■ YOUR GOAL
The records below are to be quoted in full; please keep every word exact.

-- start EXCERPTED RECORDS --

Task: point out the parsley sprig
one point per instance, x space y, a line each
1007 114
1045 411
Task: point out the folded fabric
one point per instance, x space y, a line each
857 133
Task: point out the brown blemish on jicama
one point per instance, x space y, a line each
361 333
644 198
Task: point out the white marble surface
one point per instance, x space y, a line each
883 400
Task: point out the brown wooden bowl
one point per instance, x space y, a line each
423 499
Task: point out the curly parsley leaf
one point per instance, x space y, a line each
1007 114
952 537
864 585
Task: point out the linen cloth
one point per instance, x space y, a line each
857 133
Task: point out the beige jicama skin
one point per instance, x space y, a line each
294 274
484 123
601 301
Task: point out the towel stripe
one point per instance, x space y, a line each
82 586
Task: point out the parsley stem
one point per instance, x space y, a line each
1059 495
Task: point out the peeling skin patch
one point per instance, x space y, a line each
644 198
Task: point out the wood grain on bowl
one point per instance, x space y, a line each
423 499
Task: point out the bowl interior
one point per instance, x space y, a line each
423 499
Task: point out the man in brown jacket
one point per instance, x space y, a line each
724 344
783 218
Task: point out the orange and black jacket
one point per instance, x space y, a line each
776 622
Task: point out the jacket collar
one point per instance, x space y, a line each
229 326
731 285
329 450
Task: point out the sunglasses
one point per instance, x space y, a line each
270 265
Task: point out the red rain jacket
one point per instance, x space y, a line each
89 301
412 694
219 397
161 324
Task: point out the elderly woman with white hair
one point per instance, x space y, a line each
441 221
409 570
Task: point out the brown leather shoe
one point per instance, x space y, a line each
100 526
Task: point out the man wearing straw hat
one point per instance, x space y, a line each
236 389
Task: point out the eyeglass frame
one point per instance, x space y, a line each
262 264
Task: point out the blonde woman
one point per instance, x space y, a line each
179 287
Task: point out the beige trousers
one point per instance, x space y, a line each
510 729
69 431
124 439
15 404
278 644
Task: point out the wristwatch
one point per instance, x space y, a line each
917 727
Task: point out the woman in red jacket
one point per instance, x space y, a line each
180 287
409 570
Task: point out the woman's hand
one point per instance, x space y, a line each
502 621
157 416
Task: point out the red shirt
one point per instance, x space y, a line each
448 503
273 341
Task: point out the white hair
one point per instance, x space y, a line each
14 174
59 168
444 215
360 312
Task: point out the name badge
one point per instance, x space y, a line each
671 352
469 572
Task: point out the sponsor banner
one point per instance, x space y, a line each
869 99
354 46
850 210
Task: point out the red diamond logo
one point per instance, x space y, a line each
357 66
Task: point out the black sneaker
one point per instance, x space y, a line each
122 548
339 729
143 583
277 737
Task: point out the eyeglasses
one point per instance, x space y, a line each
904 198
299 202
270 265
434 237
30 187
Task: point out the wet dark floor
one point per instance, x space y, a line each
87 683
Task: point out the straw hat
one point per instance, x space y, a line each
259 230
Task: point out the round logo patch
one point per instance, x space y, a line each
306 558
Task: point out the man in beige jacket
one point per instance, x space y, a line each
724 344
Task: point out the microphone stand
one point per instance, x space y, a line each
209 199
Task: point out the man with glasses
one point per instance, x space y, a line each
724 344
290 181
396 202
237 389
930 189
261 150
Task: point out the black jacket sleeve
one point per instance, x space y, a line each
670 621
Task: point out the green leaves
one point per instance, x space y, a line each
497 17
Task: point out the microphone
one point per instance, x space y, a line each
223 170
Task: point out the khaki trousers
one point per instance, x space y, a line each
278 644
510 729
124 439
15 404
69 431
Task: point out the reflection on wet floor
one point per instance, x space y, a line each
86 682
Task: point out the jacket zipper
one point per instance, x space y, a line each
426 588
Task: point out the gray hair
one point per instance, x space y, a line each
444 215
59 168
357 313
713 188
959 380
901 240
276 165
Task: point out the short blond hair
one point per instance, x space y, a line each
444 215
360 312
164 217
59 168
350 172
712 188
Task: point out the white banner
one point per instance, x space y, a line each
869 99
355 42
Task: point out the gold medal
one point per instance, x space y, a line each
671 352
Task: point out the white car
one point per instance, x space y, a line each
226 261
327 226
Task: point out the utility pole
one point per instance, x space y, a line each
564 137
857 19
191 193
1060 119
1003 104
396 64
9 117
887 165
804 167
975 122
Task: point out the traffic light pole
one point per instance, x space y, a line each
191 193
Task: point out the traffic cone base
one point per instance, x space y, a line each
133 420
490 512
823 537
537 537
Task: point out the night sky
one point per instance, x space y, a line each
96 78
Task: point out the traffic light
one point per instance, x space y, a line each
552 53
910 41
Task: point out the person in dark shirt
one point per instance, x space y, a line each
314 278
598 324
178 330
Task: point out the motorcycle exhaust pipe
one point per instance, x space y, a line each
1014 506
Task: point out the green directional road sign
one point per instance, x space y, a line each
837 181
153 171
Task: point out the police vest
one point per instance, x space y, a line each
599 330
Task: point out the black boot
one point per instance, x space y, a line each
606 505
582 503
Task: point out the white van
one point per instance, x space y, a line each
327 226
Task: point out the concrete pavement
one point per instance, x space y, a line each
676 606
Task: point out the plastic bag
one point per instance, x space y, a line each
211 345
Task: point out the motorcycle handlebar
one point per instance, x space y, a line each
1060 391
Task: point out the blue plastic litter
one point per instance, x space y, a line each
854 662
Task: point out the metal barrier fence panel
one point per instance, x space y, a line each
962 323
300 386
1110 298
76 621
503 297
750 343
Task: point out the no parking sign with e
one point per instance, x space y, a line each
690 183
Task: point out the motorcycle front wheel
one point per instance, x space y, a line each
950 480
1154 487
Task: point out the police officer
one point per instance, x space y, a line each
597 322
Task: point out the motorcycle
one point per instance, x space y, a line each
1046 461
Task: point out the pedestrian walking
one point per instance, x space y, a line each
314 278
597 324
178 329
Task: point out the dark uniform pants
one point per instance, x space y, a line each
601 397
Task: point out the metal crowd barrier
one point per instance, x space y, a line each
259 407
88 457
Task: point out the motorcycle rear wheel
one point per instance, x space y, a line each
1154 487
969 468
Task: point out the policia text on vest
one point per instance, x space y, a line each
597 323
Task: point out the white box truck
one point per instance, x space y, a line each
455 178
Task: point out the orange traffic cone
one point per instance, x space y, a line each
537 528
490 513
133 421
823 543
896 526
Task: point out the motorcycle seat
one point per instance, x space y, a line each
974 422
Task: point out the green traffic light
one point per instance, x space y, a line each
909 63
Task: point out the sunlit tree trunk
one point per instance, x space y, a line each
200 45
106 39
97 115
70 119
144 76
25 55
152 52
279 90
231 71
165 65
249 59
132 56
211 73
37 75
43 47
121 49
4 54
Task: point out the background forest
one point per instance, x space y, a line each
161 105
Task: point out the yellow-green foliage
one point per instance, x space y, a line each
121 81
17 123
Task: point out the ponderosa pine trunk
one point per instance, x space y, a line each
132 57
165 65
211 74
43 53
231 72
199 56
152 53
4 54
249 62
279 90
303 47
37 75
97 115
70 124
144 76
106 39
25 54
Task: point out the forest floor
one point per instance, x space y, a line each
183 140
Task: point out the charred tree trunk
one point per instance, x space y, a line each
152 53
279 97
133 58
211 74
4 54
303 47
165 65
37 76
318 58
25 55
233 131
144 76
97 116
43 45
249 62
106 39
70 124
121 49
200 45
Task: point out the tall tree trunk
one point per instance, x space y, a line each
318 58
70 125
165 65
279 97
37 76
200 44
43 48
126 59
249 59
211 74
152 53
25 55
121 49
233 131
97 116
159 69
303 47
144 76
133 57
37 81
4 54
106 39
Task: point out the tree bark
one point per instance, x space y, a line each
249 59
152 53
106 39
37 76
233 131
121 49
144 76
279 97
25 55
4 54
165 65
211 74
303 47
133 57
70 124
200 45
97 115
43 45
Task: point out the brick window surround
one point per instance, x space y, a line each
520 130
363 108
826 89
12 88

-- end EXCERPTED RECORDS --

■ FULL RESPONSE
Task: point out the parsley sprig
one point per instance, x space y, a line each
1007 114
1045 411
Task: point out the folded fabric
one point per instance, x space y, a line each
857 133
Task: point out the brown blemish on jicama
one point per instance, x space y, a line each
361 333
644 198
Task: point out the white marble surface
one point per instance, x space y, a line each
883 400
Task: point out the brown wooden bowl
one point per instance, x space y, a line each
423 499
Task: point out the curly parsley leaf
one point per instance, x space y, a line each
1007 114
952 537
864 585
Task: point out the linen cloth
one point per instance, x space y, a line each
857 133
Task: point out the beige jicama skin
one point per instance, x space y, a line each
294 274
484 123
601 301
Task: point out the towel stripe
one point per instance, x space y, a line each
82 586
Task: point out the parsley stem
one point per instance, x space y, a line each
1059 495
Task: point out the peeling skin patch
one point per instance, x space y, a line each
644 198
Task: point out the wood grain on bowl
one point per instance, x space y, a line each
423 499
Task: point out the bowl interior
one point per instance, x space y, a line each
423 499
Task: point out the man in brown jacket
one point per instance, x space y, a line each
724 344
783 218
Task: point out the orange and black jacket
one point per instance, x space y, a line each
776 622
Task: point out the jacket collar
one point per instance, x space y, a line each
229 326
731 285
329 450
Task: point out the sunglasses
one point per instance, x space y, a line each
270 265
Task: point out the red rain jacket
one point per instance, x space y, a line each
89 301
412 694
219 397
161 324
Task: point out the elderly woman with white hair
one point per instance, x space y, a line each
441 221
409 570
Task: point out the brown leather shoe
one point per instance, x space y, a line each
100 526
Task: point out the man wearing straw hat
one point per instance, x space y, a line each
236 389
Task: point out the eyeglass frame
one point per instance, x space y, a line each
262 264
Task: point out the blonde woman
one point per instance, x space y, a line each
179 287
Task: point out the beige trousers
one point per instance, x space y, a line each
510 729
69 431
124 439
15 404
278 644
Task: point out the wristwatch
one point per instance, x space y, a line each
917 727
Task: point out the woman in red jacket
one point per instance, x space y, a line each
180 287
409 570
Task: point out the woman's hand
one point per instance, x space y, a line each
502 621
157 416
Task: point out the red shirt
one point per instance, x space y, a line each
448 503
273 341
Task: point out the white hair
one point per instance, x space y, a line each
14 174
59 168
444 215
360 312
Task: point out the name badge
one point per instance, x space y, a line each
671 352
469 572
Task: point out the sponsor banner
one point per instance, x space y, a line each
869 99
354 46
850 210
Task: point out the red diamond logo
one point per instance, x space y, a line each
357 66
Task: point out the black sneaker
one point per instance, x space y, a line each
122 548
339 729
143 583
277 737
Task: point out the eyeglasses
one point per instance, x space y, a line each
904 198
299 202
270 265
434 237
30 187
Task: point out the wet dark floor
one point per instance, x space y, a line each
87 683
Task: point out the straw hat
one point per instance, x space y, a line each
259 230
Task: point out the round logo patch
one point per instance, x space y, a line each
306 558
Task: point out the man in beige jacket
one point per instance, x space y, a line each
724 344
Task: point out the microphone stand
one point per instance, x space y, a line each
209 199
Task: point out the man with glasses
one point per instance, x space y, a line each
724 344
290 181
396 202
237 389
930 189
261 150
Task: point out the black jacket sleeve
one point per instance, x space y, a line each
670 621
Task: point out the green leaves
one point per instance, x space y, a line each
497 17
Task: point out the microphone
one point per instance, x space y, a line each
223 170
Task: point out the khaki trousers
one point per instance, x space y, a line each
278 644
510 729
124 439
15 404
69 431
Task: point out the reflection on wet floor
one point per instance, x space y, a line each
86 682
Task: point out the jacket zipper
one point per instance, x space y, a line each
426 588
Task: point out the gray hair
one point per instance, x space y, a line each
444 215
59 168
357 313
713 188
959 380
901 240
276 165
Task: point out the short blond hair
one point per instance, x space y, a line each
444 215
360 312
164 217
59 168
350 172
712 188
Task: point out the white banner
one point per instance, x space y, a line each
869 99
355 42
Task: point out the gold medal
one point per instance, x space y, a line each
671 352
Task: point out the white car
one point per instance, x space y, a line each
226 261
327 226
Task: point out the utility pole
one point per instance, x space y, a line each
564 137
857 19
191 193
1060 119
1003 104
396 64
9 117
887 165
804 167
975 122
Task: point out the traffic light pole
one point per instance, x space y, a line each
191 193
Task: point out the traffic cone base
one point per instance, x space y, a line each
133 420
490 512
823 537
537 537
Task: point out the night sky
one point per instance, x space y, a line each
96 78
Task: point out the traffic light
one point per instance, x space y, a line each
552 53
910 41
Task: point out the person in dark shirt
one point per instance, x space y, a line each
314 278
598 324
178 330
Task: point out the motorcycle exhaust pipe
one point per instance, x space y, a line each
1014 506
Task: point out the green directional road sign
one point per instance, x space y, a line each
837 181
153 171
Task: point out the police vest
one point per instance, x space y, a line each
599 330
Task: point out the black boot
one point per instance, x space y, a line each
606 505
582 503
Task: point out the white van
one point per instance, x space y, a line each
327 226
Task: point out the concrete pavement
one point per instance, x space y, a line each
676 606
Task: point out the plastic bag
one point per instance, x space y, a line each
211 345
Task: point out the motorcycle handlebar
one point per instance, x space y, a line each
1060 391
Task: point out the blue plastic litter
one point per instance, x space y, a line each
854 662
Task: point out the metal barrier fence panel
one point per instance, x space y, a line each
962 323
300 386
1110 298
76 621
503 297
750 343
Task: point out the no parking sign with e
one point per instance, x space y, a line each
690 183
Task: point out the motorcycle front wheel
one point per instance, x space y, a line each
950 480
1154 487
Task: point out the police officer
one point per instance, x space y, a line each
597 322
Task: point out the motorcycle
one point per instance, x space y, a line each
1046 461
Task: point out the pedestrian walking
one point per instance, x space y, a line each
314 278
597 324
178 329
Task: point out the dark uniform pants
one point per instance, x space y, a line each
601 397
Task: point out the metal crowd barrier
one point per instance, x space y, a line each
259 407
88 457
Task: point out the motorcycle rear wheel
one point per instance, x space y, a line each
1154 487
969 468
Task: point out the policia text on vest
one point per instance, x space y, a line each
597 323
Task: point out the white box truck
one point per instance, x space y, a line each
455 178
Task: point out the orange traffic cone
one point per instance, x space y, a line each
537 528
490 513
133 421
823 543
896 526
Task: point out the motorcycle seat
one point per instance, x space y, a line each
974 422
Task: point out the green traffic light
one point per instance, x space y, a line each
909 63
Task: point out the sunlit tree trunk
one point per instance, x space y, a line each
200 45
106 39
97 115
70 119
144 76
25 55
152 52
279 90
231 71
165 65
249 59
132 56
211 73
37 75
43 47
121 49
4 54
Task: point out the background forest
one point per instance, x space y, a line each
161 105
Task: point out the yellow-green foliage
one point per instance, x space y, a line each
121 81
17 123
Task: point out the ponderosa pine trunk
one point per instance, x space y, a line each
132 57
165 65
211 74
43 53
231 72
199 56
152 53
4 54
249 62
279 90
303 47
37 75
97 115
70 124
144 76
106 39
25 54
Task: point out the forest floor
one point per instance, x space y, a line each
183 140
Task: point out the charred tree trunk
one point per instance, x space y, a line each
152 53
279 97
133 58
211 74
4 54
303 47
165 65
37 76
318 58
25 55
233 131
144 76
97 116
43 45
249 62
106 39
70 124
121 49
200 45
Task: point out the tall tree trunk
one point per instance, x space y, a line each
318 58
70 125
165 65
279 97
37 76
200 44
43 48
126 59
249 59
211 74
152 53
25 55
121 49
233 131
97 116
159 69
303 47
144 76
133 57
37 81
4 54
106 39
Task: point out the tree bark
one point per instance, x space y, a line each
249 59
152 53
106 39
37 76
233 131
121 49
144 76
279 97
25 55
4 54
165 65
211 74
303 47
133 57
70 124
200 45
97 115
43 45
Task: point out the brick window surround
one point per instance, x space y, a line each
520 130
363 108
826 89
12 88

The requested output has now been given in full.